Saved entries:
* * * * * * * * *

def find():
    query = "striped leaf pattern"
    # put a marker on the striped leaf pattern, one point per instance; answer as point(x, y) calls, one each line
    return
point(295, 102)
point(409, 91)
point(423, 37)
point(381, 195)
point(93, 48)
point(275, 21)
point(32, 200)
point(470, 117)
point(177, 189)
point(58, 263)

* * * * * * * * *

Rewrite the lines of the listing above as a Markdown table with the columns Number and Record line, one row per line, leaving out any blank lines.

- [The reply]:
| Number | Record line |
|---|---|
| 1 | def find(): |
| 2 |     query = "striped leaf pattern" |
| 3 |     # put a marker on the striped leaf pattern, one point per instance; answer as point(x, y) calls, one each line |
| 4 |     return |
| 5 | point(295, 102) |
| 6 | point(409, 91) |
| 7 | point(423, 37) |
| 8 | point(381, 195) |
| 9 | point(93, 48) |
| 10 | point(275, 21) |
| 11 | point(32, 200) |
| 12 | point(470, 117) |
| 13 | point(177, 189) |
| 14 | point(58, 263) |